▸ **Dataset content**
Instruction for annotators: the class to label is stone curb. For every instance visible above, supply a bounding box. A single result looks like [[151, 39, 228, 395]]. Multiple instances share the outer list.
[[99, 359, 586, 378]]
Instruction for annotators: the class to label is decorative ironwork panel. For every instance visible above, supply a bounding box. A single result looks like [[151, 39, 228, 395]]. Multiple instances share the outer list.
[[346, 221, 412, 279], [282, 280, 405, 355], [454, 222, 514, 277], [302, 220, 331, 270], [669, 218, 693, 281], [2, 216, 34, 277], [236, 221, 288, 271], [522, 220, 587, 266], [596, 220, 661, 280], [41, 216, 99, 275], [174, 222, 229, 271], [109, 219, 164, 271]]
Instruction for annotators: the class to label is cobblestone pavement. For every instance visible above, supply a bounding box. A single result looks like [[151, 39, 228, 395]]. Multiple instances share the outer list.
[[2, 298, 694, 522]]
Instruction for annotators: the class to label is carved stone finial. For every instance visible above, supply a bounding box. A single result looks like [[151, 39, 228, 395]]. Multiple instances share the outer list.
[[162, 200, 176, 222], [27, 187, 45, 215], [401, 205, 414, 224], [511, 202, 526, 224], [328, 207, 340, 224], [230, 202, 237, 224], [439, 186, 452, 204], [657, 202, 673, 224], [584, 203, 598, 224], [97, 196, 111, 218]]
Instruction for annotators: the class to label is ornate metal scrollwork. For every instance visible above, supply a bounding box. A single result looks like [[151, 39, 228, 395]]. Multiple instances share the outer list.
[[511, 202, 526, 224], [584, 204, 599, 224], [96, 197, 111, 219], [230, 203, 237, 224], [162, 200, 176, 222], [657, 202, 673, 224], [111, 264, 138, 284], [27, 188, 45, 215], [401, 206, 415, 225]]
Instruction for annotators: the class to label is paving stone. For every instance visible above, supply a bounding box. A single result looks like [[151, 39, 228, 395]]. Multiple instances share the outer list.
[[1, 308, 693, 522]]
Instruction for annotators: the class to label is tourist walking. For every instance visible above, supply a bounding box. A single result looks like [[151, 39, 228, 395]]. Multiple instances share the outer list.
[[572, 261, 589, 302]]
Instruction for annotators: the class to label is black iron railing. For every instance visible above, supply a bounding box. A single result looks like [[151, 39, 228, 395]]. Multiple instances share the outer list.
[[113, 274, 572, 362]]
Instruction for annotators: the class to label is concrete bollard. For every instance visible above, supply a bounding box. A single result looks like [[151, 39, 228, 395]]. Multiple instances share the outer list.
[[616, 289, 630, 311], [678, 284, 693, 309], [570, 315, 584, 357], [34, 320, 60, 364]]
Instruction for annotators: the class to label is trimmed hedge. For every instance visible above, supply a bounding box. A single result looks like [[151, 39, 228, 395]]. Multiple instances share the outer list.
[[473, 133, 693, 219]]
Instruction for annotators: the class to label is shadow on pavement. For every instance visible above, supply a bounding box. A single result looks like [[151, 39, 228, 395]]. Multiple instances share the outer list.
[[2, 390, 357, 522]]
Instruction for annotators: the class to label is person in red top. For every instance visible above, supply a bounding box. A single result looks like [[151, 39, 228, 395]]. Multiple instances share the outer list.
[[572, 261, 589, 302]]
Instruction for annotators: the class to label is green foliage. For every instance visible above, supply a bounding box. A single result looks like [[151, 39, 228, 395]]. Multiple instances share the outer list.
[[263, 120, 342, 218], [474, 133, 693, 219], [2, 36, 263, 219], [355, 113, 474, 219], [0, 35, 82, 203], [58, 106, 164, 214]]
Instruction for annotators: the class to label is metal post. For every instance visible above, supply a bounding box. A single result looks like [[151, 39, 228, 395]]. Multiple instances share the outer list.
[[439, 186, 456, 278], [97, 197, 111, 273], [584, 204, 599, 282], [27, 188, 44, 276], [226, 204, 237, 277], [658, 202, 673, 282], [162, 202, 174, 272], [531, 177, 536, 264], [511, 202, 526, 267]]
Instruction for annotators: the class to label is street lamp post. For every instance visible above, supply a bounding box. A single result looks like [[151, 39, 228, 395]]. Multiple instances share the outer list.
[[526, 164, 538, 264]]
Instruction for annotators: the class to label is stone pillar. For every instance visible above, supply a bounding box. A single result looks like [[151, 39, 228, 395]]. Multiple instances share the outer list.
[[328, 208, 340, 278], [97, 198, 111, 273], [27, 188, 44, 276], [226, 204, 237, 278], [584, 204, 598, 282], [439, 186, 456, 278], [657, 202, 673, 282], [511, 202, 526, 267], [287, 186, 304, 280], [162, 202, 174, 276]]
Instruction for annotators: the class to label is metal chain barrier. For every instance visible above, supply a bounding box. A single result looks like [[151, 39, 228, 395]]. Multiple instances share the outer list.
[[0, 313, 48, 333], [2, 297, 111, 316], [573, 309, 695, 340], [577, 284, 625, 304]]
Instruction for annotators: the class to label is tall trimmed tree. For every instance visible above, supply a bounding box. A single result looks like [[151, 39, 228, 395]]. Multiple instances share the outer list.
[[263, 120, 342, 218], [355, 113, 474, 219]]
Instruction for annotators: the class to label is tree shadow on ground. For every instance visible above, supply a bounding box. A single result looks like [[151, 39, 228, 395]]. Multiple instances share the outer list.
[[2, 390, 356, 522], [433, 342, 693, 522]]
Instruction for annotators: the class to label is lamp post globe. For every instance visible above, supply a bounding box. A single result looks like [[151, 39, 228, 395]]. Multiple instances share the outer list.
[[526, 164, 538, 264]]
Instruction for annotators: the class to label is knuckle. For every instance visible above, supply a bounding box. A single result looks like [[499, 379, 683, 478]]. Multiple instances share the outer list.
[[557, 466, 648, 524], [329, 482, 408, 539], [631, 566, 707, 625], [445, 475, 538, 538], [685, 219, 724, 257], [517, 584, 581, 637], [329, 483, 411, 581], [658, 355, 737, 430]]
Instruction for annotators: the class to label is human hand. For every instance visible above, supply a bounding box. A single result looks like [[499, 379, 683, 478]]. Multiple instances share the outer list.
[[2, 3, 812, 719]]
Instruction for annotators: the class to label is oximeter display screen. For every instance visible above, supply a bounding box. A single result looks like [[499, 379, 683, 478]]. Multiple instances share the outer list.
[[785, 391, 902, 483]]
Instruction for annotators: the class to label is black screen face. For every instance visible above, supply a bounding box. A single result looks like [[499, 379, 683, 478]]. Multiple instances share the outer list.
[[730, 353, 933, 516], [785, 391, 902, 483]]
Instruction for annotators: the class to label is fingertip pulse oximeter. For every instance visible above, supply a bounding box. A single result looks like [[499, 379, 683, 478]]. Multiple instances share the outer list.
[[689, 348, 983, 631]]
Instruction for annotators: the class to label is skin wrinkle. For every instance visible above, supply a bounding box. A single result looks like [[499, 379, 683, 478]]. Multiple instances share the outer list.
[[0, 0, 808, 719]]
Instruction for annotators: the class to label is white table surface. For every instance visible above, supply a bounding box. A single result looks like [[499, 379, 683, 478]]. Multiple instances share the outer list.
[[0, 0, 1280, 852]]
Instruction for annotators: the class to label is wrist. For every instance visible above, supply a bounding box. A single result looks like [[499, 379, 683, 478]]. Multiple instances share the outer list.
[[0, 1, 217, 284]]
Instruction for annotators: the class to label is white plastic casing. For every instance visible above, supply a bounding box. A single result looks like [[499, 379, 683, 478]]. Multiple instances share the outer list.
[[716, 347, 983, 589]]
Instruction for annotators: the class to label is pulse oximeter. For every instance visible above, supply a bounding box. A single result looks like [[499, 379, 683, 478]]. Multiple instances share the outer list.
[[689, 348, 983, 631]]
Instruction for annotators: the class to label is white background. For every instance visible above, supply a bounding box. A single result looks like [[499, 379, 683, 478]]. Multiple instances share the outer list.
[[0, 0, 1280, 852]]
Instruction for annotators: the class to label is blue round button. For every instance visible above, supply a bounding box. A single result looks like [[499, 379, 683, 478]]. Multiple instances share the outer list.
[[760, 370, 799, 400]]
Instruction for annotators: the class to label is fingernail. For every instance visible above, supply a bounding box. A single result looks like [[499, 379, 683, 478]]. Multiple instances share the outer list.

▸ **Set exercise**
Reproduce verbatim the entries from the line containing "Instruction for annotators: the class to label is paving" up to and including the line containing "[[1, 308, 693, 522]]".

▸ **Task result**
Instruction for annotators: the class to label is paving stone. For every instance visible above, supply a bounding box. A single result looks like [[151, 39, 228, 395]]. Multiple instances share the outer list.
[[1, 308, 693, 522]]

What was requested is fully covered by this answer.